## [Problem statement]
Your answer should be the lines below from the one holding "Target: dense foliage" through the one holding "point: sunlit leaf", copied exactly and with nothing else.

## [Data extracts]
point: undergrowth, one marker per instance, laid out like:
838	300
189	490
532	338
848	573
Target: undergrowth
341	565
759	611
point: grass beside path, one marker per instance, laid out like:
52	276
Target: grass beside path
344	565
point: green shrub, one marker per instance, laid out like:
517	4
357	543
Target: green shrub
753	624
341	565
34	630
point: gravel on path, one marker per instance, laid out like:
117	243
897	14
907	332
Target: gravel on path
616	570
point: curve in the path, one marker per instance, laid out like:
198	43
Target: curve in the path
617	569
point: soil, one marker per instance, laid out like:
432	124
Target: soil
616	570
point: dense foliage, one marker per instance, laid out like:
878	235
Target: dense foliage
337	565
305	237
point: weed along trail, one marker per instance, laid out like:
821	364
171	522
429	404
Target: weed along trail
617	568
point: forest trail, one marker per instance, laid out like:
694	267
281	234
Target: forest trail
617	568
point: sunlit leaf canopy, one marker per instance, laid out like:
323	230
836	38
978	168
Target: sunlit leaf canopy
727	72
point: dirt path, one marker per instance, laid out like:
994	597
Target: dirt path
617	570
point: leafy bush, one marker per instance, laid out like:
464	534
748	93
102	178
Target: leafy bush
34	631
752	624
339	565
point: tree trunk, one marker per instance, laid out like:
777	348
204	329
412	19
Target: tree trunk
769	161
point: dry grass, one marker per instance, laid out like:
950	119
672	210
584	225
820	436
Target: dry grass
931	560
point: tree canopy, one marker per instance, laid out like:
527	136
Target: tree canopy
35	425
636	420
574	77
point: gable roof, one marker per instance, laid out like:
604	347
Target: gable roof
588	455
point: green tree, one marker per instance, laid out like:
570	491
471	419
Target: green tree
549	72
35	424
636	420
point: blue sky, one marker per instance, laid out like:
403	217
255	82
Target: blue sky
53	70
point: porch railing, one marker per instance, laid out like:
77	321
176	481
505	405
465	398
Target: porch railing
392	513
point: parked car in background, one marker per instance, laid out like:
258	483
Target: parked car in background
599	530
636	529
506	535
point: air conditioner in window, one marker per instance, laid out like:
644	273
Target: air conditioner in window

## [Exercise solution]
Target: dense foliage
337	565
305	237
point: weed along trail, one marker per instance, laid out like:
821	364
171	522
429	404
Target: weed along trail
617	568
point: forest trail, one marker per instance, laid out like:
694	267
281	234
Target: forest trail
617	568
point: sunlit leaf canopy, one marker per instance, laid out like:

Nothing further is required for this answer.